*** Opening Source document ***

From Ticking Boxes to Transformation – Launch of Give 5
Former UN Mental Health Expert Calls on Government to Endorse New Script’s Wellbeing Rights FrameworkThe former UN Special Rapporteur on the Right to Health, Professor Dainius Puras, has led the way in endorsing Give 5: Steps to a Wellbeing Rights Framework.
This new human rights framework, launched on World Mental Health Day in the MAC Arts Centre, Belfast, is grounded in United Nations and World Health Organisation human rights standards. It is evidence based and highlights essential steps government must take to take to protect and promote people’s right to good mental health. Read more here.
Give 5 has already gained significant support, including from UNISON, the largest health union. Click here now to add your support.
Professor Dainius Puras, in his keynote address, highlighted the urgent need for policy changes to uphold the rights outlined in Give 5:
“There is increasing understanding globally that mental health related challenges should be addressed differently, and first this is about fully embracing a human rights-based approach. The heavy reliance on fixing individual “disorders” and further investments in status quo reinforce the vicious cycle of discrimination, disempowerment, coercion and over-medicalisation.

*** Closing Source document ***
*** Opening Excerpted records ***

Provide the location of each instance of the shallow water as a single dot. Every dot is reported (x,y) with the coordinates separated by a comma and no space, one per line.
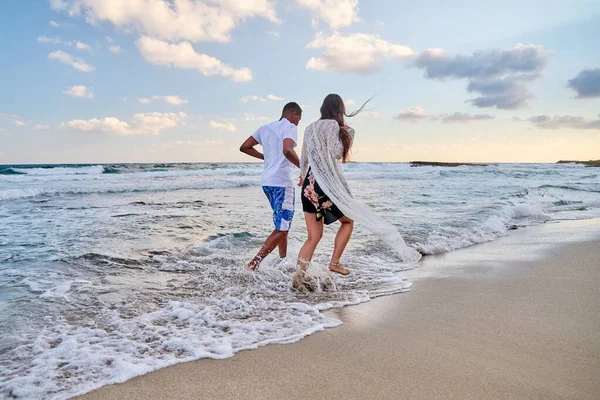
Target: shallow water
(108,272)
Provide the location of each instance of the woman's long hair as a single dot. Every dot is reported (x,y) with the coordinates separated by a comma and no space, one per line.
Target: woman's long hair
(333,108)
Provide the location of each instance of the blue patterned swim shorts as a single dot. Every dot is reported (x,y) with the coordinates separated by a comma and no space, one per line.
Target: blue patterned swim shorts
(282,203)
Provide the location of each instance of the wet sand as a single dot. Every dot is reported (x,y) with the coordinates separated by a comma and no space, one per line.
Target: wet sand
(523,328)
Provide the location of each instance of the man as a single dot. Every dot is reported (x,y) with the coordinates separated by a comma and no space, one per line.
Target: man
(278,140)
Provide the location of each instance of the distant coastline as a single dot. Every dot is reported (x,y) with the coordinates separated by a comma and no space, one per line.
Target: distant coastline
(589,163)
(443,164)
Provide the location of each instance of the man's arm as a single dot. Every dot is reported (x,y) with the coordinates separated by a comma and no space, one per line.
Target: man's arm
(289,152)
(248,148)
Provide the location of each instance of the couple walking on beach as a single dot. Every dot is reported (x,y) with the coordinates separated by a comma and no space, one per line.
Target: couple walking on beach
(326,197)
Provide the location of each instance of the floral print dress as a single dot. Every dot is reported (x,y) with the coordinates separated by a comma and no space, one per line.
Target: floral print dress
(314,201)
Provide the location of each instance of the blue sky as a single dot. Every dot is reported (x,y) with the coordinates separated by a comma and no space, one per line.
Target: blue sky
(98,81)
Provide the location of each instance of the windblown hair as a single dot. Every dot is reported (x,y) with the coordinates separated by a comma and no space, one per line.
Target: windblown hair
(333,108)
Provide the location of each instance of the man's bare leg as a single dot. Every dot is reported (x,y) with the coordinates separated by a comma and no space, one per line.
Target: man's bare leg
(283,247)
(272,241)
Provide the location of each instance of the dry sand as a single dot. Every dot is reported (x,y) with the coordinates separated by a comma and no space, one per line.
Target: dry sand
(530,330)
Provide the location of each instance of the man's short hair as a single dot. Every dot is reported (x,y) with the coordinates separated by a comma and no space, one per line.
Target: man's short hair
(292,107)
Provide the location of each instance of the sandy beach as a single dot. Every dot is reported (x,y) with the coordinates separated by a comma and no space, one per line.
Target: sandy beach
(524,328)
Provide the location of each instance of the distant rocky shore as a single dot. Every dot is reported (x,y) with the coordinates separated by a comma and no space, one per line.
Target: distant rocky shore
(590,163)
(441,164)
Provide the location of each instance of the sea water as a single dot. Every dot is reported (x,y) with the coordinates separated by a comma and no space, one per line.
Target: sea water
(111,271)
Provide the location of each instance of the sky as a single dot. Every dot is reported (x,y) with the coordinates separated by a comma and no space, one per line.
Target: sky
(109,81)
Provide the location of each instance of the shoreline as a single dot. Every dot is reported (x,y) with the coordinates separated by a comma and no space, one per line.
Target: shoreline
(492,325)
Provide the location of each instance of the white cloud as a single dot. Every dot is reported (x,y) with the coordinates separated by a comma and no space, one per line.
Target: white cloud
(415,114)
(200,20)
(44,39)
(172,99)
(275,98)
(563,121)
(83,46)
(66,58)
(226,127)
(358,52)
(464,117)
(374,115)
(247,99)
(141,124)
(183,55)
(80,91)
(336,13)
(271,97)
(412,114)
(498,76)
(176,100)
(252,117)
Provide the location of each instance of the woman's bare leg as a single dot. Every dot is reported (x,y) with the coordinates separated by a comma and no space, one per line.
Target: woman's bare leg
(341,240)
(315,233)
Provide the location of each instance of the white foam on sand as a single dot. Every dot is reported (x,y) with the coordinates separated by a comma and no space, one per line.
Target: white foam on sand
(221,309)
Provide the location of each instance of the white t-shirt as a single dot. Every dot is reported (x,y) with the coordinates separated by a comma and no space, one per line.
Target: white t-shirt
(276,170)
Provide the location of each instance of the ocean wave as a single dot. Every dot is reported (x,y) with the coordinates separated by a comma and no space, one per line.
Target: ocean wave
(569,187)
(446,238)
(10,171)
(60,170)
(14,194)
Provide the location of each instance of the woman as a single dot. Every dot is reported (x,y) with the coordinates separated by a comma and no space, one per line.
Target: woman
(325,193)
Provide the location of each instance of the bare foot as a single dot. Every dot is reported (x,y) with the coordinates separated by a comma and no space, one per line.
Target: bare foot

*** Closing Excerpted records ***
*** Opening Excerpted records ***

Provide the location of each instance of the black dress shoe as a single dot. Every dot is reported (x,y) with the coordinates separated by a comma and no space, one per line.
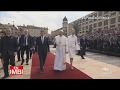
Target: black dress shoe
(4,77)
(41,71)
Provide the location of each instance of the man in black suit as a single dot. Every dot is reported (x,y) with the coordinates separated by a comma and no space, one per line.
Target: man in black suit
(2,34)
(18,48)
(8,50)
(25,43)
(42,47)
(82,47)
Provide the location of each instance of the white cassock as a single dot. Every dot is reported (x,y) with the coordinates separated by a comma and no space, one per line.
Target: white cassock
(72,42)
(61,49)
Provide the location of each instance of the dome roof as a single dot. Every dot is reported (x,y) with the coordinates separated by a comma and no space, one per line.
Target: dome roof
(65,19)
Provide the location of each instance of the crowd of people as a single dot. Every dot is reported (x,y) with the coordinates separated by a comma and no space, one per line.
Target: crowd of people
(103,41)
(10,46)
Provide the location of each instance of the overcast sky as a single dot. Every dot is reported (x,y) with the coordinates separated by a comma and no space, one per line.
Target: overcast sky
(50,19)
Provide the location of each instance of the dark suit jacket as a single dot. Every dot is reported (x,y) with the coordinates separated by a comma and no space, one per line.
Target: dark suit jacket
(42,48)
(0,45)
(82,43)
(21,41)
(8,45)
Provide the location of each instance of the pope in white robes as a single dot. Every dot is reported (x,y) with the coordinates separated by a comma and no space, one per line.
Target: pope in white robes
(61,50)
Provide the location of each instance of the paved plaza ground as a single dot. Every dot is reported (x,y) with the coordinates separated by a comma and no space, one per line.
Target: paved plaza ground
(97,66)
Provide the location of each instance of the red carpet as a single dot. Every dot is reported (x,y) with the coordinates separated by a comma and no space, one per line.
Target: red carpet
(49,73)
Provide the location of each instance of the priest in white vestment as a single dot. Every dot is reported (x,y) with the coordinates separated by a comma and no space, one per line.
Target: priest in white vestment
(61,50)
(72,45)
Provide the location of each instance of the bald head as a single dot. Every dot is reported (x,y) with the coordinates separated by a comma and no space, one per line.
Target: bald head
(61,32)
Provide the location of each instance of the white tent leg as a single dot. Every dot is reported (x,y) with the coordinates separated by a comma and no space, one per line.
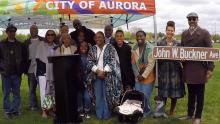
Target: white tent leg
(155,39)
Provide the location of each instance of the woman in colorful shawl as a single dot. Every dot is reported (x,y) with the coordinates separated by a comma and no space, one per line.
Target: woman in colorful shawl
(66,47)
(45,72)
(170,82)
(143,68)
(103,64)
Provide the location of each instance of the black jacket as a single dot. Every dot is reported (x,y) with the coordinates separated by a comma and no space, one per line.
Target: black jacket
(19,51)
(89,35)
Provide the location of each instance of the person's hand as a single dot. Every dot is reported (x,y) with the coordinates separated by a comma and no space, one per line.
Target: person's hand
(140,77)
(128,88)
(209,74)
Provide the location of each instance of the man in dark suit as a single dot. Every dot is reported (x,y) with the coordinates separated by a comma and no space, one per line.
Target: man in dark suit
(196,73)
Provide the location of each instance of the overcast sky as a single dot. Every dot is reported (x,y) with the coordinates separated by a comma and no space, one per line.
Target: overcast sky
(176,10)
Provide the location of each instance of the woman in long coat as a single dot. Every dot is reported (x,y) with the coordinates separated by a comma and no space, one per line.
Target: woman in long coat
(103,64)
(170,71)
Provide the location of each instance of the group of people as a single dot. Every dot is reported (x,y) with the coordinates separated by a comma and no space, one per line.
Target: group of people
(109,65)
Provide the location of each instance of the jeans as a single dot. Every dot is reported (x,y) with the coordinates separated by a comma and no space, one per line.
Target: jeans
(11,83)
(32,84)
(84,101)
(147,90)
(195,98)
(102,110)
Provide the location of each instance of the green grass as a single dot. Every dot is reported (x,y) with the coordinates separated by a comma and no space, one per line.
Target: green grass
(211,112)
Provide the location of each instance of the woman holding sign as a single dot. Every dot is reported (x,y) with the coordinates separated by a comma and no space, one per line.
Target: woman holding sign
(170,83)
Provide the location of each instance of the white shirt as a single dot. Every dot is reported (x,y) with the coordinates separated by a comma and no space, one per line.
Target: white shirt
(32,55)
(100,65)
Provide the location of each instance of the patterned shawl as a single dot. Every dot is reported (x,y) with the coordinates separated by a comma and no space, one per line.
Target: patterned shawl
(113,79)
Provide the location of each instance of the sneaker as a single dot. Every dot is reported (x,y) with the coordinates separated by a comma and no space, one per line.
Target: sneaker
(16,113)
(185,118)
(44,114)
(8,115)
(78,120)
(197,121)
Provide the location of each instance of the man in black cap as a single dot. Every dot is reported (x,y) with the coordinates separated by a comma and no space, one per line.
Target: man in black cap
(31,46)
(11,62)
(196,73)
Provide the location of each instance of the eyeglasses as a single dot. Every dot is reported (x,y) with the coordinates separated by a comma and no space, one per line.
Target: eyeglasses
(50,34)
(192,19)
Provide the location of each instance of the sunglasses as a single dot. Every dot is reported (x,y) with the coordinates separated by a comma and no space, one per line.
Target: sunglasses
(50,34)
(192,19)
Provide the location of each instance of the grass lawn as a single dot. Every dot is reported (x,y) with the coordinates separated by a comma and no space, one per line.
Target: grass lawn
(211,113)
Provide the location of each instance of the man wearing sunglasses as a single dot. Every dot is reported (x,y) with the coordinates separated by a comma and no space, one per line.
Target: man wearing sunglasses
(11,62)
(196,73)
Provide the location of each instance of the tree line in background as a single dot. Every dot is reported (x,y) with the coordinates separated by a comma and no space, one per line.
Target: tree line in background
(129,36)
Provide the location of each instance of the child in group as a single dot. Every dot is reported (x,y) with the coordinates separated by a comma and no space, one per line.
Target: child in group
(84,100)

*** Closing Excerpted records ***

-- Action item --
Write out the passage of the text on the Give 5 launch word for word, from "From Ticking Boxes" up to and including "Read more here.". Rely only on the text about the Give 5 launch for what comes next.

-- Your solution --
From Ticking Boxes to Transformation – Launch of Give 5
Former UN Mental Health Expert Calls on Government to Endorse New Script’s Wellbeing Rights FrameworkThe former UN Special Rapporteur on the Right to Health, Professor Dainius Puras, has led the way in endorsing Give 5: Steps to a Wellbeing Rights Framework.
This new human rights framework, launched on World Mental Health Day in the MAC Arts Centre, Belfast, is grounded in United Nations and World Health Organisation human rights standards. It is evidence based and highlights essential steps government must take to take to protect and promote people’s right to good mental health. Read more here.